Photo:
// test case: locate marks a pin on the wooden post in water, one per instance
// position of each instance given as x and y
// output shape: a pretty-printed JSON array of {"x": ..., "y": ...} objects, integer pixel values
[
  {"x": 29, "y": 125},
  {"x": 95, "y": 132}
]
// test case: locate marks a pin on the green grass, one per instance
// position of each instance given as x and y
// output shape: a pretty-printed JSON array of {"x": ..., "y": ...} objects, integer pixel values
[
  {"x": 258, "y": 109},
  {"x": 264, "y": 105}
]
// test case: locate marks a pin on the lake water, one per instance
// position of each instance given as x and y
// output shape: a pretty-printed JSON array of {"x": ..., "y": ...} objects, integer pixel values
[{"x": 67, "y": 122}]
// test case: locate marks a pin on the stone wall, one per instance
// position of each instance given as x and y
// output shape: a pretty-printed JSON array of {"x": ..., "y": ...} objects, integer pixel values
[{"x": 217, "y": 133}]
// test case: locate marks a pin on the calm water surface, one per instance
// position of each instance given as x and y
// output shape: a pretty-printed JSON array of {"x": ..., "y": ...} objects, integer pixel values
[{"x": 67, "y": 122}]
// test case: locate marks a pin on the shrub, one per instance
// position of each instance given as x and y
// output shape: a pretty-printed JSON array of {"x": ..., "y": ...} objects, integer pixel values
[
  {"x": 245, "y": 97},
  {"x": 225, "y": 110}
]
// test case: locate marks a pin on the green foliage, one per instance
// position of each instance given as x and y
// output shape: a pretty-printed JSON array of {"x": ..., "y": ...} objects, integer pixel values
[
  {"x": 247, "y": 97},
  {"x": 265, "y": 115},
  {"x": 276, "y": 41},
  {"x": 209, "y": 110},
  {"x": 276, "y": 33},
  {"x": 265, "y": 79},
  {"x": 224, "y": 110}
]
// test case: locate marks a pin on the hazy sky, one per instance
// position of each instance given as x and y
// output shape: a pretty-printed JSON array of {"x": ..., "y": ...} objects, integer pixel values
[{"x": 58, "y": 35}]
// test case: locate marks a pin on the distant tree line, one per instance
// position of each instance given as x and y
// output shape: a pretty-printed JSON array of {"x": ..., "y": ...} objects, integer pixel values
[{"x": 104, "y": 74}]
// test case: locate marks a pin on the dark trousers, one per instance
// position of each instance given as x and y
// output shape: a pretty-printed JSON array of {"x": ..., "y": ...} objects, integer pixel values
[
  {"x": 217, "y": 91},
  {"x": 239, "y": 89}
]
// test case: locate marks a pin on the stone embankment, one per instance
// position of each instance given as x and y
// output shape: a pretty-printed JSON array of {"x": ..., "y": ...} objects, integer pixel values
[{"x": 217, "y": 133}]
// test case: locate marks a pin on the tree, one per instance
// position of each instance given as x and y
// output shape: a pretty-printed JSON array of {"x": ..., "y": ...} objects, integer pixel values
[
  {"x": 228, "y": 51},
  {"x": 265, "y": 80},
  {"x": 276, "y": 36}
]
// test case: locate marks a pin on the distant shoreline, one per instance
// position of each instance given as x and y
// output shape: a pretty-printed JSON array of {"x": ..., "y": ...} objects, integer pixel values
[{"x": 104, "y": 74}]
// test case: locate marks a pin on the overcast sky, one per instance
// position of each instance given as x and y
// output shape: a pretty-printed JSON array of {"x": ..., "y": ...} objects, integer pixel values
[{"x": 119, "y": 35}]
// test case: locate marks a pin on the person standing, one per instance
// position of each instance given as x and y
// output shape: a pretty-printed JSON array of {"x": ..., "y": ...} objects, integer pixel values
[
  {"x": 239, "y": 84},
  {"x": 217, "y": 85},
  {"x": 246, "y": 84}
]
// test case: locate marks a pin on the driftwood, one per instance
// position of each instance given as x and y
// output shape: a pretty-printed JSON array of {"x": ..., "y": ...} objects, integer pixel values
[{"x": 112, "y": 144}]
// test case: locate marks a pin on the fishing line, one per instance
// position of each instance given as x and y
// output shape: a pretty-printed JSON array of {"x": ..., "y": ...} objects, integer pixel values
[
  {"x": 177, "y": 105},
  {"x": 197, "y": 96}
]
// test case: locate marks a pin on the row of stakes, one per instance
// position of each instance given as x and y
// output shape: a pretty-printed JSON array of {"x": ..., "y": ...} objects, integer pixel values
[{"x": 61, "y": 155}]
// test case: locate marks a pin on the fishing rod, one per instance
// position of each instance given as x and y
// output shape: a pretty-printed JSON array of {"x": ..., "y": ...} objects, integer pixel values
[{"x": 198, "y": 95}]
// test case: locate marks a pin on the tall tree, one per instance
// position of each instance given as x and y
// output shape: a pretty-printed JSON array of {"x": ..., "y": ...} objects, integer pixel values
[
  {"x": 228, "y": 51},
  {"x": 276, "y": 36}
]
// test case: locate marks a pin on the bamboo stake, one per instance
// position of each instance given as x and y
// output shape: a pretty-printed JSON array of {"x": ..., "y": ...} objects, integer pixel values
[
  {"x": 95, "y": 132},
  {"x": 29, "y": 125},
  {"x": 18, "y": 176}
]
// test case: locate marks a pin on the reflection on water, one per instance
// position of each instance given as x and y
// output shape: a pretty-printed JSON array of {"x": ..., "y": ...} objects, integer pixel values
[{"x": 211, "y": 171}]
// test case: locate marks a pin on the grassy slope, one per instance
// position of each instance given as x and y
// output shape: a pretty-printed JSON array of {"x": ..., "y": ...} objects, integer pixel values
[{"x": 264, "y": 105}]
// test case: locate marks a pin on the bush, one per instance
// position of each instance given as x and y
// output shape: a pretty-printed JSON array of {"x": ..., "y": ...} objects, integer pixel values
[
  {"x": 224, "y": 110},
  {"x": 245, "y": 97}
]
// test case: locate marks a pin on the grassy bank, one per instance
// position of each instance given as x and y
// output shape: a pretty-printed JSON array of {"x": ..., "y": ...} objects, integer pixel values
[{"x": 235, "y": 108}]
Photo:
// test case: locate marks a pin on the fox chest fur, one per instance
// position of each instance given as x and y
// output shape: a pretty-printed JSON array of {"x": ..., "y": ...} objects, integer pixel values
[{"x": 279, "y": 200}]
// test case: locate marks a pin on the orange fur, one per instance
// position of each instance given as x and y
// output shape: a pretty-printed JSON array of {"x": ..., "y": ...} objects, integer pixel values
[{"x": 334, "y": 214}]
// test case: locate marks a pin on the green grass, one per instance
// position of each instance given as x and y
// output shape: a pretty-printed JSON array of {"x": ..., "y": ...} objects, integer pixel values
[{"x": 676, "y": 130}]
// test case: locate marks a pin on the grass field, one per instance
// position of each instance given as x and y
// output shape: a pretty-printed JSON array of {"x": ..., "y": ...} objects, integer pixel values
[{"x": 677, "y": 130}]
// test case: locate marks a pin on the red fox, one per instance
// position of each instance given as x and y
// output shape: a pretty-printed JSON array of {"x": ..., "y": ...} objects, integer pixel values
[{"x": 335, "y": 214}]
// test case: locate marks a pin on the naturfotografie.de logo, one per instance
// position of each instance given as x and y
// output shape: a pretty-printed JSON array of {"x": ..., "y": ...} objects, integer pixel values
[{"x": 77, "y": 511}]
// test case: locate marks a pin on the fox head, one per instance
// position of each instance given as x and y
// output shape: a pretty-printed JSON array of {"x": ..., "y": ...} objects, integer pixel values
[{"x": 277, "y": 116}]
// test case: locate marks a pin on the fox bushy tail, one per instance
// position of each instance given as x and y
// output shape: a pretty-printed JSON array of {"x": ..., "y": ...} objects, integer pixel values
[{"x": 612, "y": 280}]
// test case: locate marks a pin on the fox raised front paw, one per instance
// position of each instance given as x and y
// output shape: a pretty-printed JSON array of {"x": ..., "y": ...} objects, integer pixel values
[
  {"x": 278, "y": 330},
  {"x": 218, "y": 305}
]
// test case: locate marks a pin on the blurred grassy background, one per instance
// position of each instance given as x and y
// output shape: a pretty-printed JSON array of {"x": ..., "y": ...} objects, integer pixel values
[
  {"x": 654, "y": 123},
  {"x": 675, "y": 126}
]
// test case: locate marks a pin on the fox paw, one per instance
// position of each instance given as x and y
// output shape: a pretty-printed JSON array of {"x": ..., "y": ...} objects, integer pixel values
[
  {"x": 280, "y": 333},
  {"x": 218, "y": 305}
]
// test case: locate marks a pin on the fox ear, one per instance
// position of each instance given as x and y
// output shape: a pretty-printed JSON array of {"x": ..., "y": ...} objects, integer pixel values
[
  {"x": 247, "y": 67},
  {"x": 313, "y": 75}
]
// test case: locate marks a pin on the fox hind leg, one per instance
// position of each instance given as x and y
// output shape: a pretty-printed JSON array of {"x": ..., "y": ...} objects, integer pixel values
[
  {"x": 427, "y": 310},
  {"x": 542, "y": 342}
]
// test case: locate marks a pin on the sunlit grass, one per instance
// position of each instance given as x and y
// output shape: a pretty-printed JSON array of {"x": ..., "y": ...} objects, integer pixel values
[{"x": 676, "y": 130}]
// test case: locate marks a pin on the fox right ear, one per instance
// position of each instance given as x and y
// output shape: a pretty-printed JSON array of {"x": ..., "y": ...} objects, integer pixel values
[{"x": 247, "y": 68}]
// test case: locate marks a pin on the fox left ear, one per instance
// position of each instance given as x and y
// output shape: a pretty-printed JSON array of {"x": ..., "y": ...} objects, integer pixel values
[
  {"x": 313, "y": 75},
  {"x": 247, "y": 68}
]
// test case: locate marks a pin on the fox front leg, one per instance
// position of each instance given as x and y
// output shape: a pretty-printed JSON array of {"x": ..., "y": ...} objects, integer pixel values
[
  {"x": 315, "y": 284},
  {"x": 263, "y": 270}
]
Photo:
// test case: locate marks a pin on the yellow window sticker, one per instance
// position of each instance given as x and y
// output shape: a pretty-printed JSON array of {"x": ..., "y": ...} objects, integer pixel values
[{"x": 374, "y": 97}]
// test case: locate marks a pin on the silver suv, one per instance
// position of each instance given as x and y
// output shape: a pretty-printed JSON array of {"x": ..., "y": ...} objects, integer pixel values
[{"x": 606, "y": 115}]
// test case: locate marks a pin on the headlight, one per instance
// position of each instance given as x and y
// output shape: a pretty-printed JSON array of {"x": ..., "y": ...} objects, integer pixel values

####################

§ **Given exercise**
Repeat exactly the lines above, starting with the line that contains "left ear, one per instance" and ending with the last line, both included, and nothing else.

§ **Answer below**
// test case: locate marks a pin on the fox left ear, one per instance
// position of each instance given as x and y
// output shape: a pretty-printed JSON array of {"x": ..., "y": ...} objects, integer pixel values
[
  {"x": 313, "y": 75},
  {"x": 247, "y": 68}
]
// test case: locate marks a pin on the fox front leg, one per instance
// position of each instance given as x and y
// output shape: a pretty-printed JSON array of {"x": ..., "y": ...} objects, integer pixel values
[
  {"x": 315, "y": 284},
  {"x": 263, "y": 270}
]
Photo:
// test case: locate marks a pin on the yellow window sticker, one per instance
// position of each instance given as x and y
// output shape: a pretty-printed JSON array of {"x": ..., "y": ...} objects, integer pixel values
[{"x": 374, "y": 97}]
// test case: locate marks a pin on the silver suv, one per instance
// position of each instance given as x and y
// output shape: a pretty-printed JSON array of {"x": ..., "y": ...} objects, integer pixel values
[{"x": 606, "y": 115}]
// test case: locate marks a pin on the headlight, one per instance
// position of each instance given as x and y
// output shape: a pretty-printed JSON array of {"x": ..., "y": ...} objects, integer pixel values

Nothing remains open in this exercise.